### Text extract
★ ★ ★ ★ ★

Joie Lassiter Gallery is proud to present Radcliffe Bailey. Born in 1968 in Bridgeton, New Jersey and now living and working in Atlanta, Bailey has become one of the most recognized Southeastern artists in America. His work portrays a unique environment that tells the story of his African American heritage and is included in the permanent collections of the Metropolitan Museum of Art, the Smithsonian Institute and the Corcoran Gallery of Art.

The exhibition “Works on Paper” opens for the public Saturday September, 10th and runs through October 6th at the new Joie Lassiter Gallery in SouthEnd.

Radcliffe Bailey’s work is in numerous permanent collections such as the Corcoran Gallery of Art, Metropolitan Museum of Art and the Smithsonian Institute. The formal quality of his work suggests the conceptual characteristic of early Johns or Rauschenberg. But it is Bailey's evocation of a kind of mystic urbanism, his use of rich expressive color, as well as plentiful allusions to Southern African-American folk culture - also characteristic of the work of artists such as David Hammons, Betye Saar and Jean-Michel Basquiat - that provide both improvisational bravura and an extravaganza of eccentric symbolism.

★ ★ ★ ★ ★

### Exercise requirements
Extract from the gallery announcement the passage from "Radcliffe Bailey’s work" to "of eccentric symbolism.", copying it word for word.

★ ★ ★ ★ ★

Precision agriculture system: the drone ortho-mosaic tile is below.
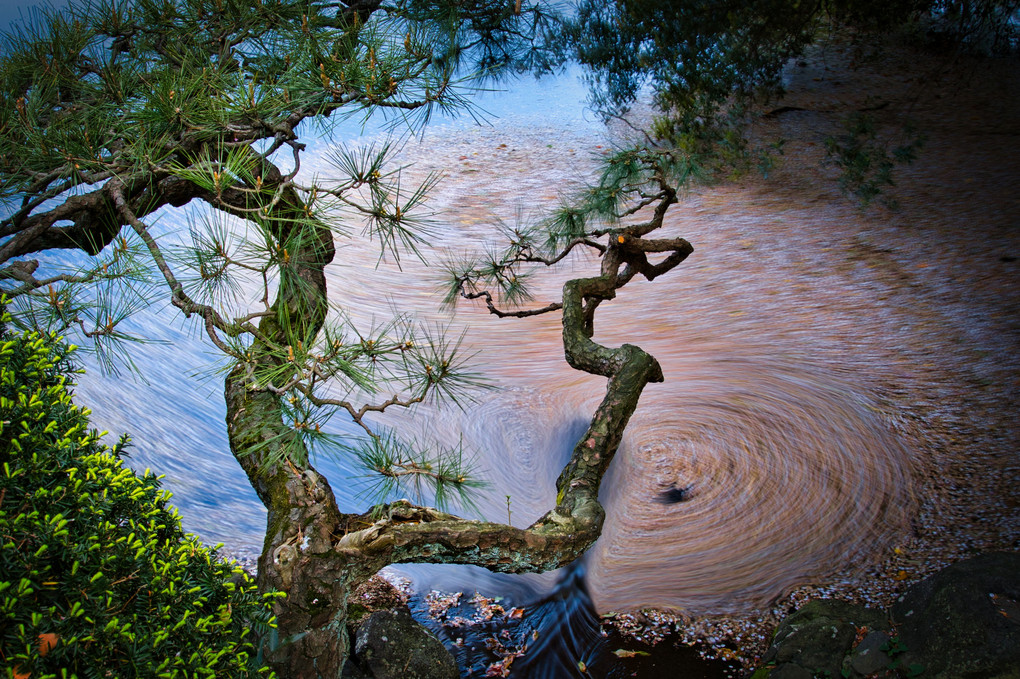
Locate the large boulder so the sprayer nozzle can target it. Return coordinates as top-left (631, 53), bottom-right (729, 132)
top-left (752, 553), bottom-right (1020, 679)
top-left (347, 607), bottom-right (460, 679)
top-left (893, 553), bottom-right (1020, 679)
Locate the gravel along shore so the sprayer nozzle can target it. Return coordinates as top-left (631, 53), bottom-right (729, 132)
top-left (219, 36), bottom-right (1020, 667)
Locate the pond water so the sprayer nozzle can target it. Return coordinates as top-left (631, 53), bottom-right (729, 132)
top-left (51, 60), bottom-right (914, 662)
top-left (69, 63), bottom-right (911, 614)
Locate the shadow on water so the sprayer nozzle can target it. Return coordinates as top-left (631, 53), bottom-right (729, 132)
top-left (410, 561), bottom-right (740, 679)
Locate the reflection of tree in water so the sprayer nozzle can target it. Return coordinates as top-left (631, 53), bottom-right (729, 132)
top-left (412, 561), bottom-right (731, 679)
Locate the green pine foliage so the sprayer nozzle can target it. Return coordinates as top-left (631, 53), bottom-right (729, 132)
top-left (0, 307), bottom-right (273, 679)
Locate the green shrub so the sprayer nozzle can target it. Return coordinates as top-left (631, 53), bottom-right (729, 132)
top-left (0, 309), bottom-right (273, 679)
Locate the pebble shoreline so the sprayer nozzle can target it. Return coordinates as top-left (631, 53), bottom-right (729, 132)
top-left (219, 39), bottom-right (1020, 667)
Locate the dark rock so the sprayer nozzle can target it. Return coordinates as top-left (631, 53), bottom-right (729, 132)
top-left (352, 607), bottom-right (460, 679)
top-left (764, 599), bottom-right (888, 677)
top-left (893, 553), bottom-right (1020, 679)
top-left (850, 631), bottom-right (893, 676)
top-left (768, 663), bottom-right (815, 679)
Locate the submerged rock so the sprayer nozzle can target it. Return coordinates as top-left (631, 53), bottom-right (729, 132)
top-left (893, 553), bottom-right (1020, 679)
top-left (755, 599), bottom-right (889, 679)
top-left (751, 553), bottom-right (1020, 679)
top-left (345, 607), bottom-right (460, 679)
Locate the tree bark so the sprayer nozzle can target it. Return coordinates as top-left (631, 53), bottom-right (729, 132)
top-left (219, 170), bottom-right (692, 679)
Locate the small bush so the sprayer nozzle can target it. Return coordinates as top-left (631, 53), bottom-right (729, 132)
top-left (0, 309), bottom-right (273, 679)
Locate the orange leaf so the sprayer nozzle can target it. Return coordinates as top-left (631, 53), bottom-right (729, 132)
top-left (39, 632), bottom-right (60, 658)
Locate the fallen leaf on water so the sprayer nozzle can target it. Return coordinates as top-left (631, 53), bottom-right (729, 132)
top-left (613, 648), bottom-right (652, 658)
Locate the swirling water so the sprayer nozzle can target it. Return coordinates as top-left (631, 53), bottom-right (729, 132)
top-left (69, 67), bottom-right (913, 628)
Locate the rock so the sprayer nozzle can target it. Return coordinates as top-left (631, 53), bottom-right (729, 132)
top-left (893, 553), bottom-right (1020, 679)
top-left (764, 599), bottom-right (888, 677)
top-left (850, 631), bottom-right (893, 676)
top-left (768, 663), bottom-right (815, 679)
top-left (351, 607), bottom-right (460, 679)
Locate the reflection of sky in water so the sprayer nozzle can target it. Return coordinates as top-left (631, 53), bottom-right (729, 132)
top-left (49, 66), bottom-right (597, 547)
top-left (3, 9), bottom-right (911, 611)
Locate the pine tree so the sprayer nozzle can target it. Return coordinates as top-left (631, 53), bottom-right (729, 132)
top-left (0, 0), bottom-right (697, 678)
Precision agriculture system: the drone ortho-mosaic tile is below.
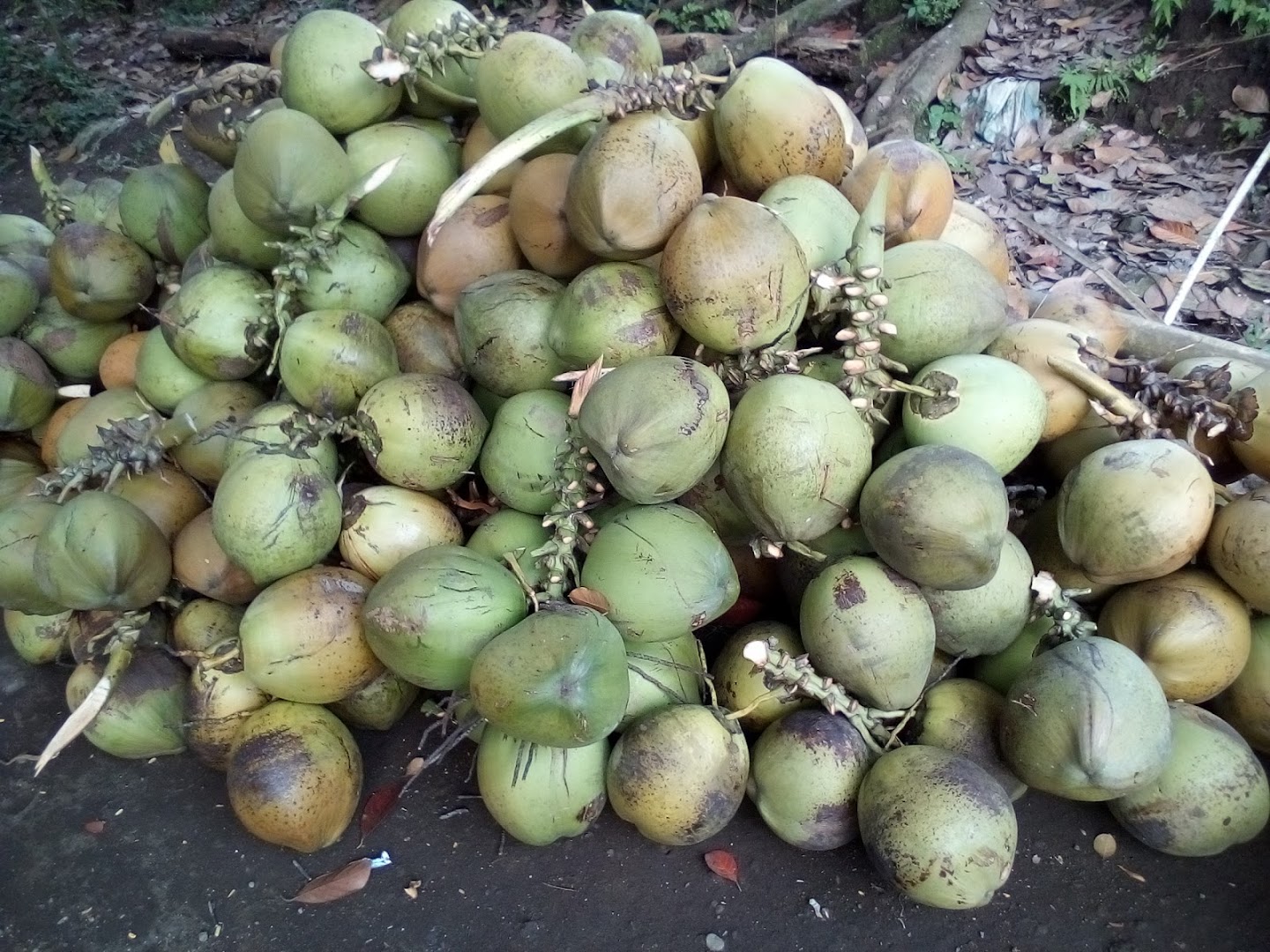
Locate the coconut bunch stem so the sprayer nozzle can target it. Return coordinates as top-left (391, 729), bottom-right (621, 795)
top-left (529, 357), bottom-right (606, 604)
top-left (37, 413), bottom-right (194, 502)
top-left (362, 6), bottom-right (509, 101)
top-left (811, 170), bottom-right (933, 423)
top-left (742, 638), bottom-right (909, 755)
top-left (698, 346), bottom-right (822, 393)
top-left (424, 63), bottom-right (728, 246)
top-left (266, 156), bottom-right (402, 376)
top-left (146, 63), bottom-right (282, 127)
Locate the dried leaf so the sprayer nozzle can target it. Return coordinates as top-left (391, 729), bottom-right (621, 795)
top-left (569, 586), bottom-right (609, 614)
top-left (291, 858), bottom-right (375, 905)
top-left (1230, 86), bottom-right (1270, 115)
top-left (704, 849), bottom-right (741, 891)
top-left (1147, 221), bottom-right (1199, 248)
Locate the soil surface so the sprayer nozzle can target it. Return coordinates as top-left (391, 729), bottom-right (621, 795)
top-left (0, 643), bottom-right (1270, 952)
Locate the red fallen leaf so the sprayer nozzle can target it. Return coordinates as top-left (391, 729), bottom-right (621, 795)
top-left (702, 849), bottom-right (741, 892)
top-left (357, 756), bottom-right (423, 848)
top-left (1147, 221), bottom-right (1199, 248)
top-left (291, 859), bottom-right (373, 905)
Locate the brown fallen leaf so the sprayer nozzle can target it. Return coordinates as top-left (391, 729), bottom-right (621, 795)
top-left (702, 849), bottom-right (741, 892)
top-left (1147, 221), bottom-right (1199, 248)
top-left (357, 756), bottom-right (423, 846)
top-left (289, 858), bottom-right (373, 905)
top-left (1230, 86), bottom-right (1270, 115)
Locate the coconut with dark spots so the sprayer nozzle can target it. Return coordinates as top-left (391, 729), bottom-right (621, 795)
top-left (922, 532), bottom-right (1035, 658)
top-left (999, 636), bottom-right (1171, 801)
top-left (476, 725), bottom-right (609, 846)
top-left (860, 445), bottom-right (1010, 589)
top-left (171, 598), bottom-right (246, 667)
top-left (184, 638), bottom-right (272, 773)
top-left (913, 678), bottom-right (1027, 800)
top-left (479, 390), bottom-right (569, 516)
top-left (658, 194), bottom-right (811, 354)
top-left (239, 565), bottom-right (384, 704)
top-left (0, 338), bottom-right (57, 433)
top-left (19, 296), bottom-right (132, 381)
top-left (212, 453), bottom-right (341, 585)
top-left (1058, 439), bottom-right (1215, 585)
top-left (119, 162), bottom-right (211, 264)
top-left (1204, 487), bottom-right (1270, 612)
top-left (578, 357), bottom-right (731, 505)
top-left (548, 262), bottom-right (682, 370)
top-left (171, 380), bottom-right (267, 487)
top-left (362, 545), bottom-right (527, 690)
top-left (171, 509), bottom-right (265, 606)
top-left (580, 502), bottom-right (741, 643)
top-left (455, 271), bottom-right (568, 398)
top-left (857, 744), bottom-right (1019, 909)
top-left (604, 704), bottom-right (750, 846)
top-left (296, 221), bottom-right (410, 321)
top-left (713, 56), bottom-right (843, 201)
top-left (66, 649), bottom-right (188, 761)
top-left (565, 112), bottom-right (701, 262)
top-left (1099, 568), bottom-right (1252, 704)
top-left (49, 221), bottom-right (155, 323)
top-left (4, 608), bottom-right (78, 664)
top-left (710, 621), bottom-right (815, 733)
top-left (1213, 618), bottom-right (1270, 754)
top-left (329, 670), bottom-right (419, 731)
top-left (33, 490), bottom-right (171, 609)
top-left (719, 373), bottom-right (872, 542)
top-left (617, 635), bottom-right (718, 731)
top-left (357, 373), bottom-right (489, 493)
top-left (799, 556), bottom-right (935, 710)
top-left (339, 487), bottom-right (464, 582)
top-left (278, 309), bottom-right (401, 416)
top-left (159, 264), bottom-right (277, 380)
top-left (225, 701), bottom-right (362, 853)
top-left (1108, 701), bottom-right (1270, 856)
top-left (750, 710), bottom-right (874, 849)
top-left (470, 604), bottom-right (630, 747)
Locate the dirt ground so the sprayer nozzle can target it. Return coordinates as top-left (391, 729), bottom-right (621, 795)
top-left (0, 643), bottom-right (1270, 952)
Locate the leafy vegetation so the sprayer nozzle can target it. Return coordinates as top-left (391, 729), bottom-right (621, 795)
top-left (1151, 0), bottom-right (1270, 37)
top-left (906, 0), bottom-right (961, 26)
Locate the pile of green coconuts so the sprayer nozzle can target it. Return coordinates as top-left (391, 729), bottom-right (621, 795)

★ ★ ★ ★ ★

### Response below
Radcliffe Bailey’s work is in numerous permanent collections such as the Corcoran Gallery of Art, Metropolitan Museum of Art and the Smithsonian Institute. The formal quality of his work suggests the conceptual characteristic of early Johns or Rauschenberg. But it is Bailey's evocation of a kind of mystic urbanism, his use of rich expressive color, as well as plentiful allusions to Southern African-American folk culture - also characteristic of the work of artists such as David Hammons, Betye Saar and Jean-Michel Basquiat - that provide both improvisational bravura and an extravaganza of eccentric symbolism.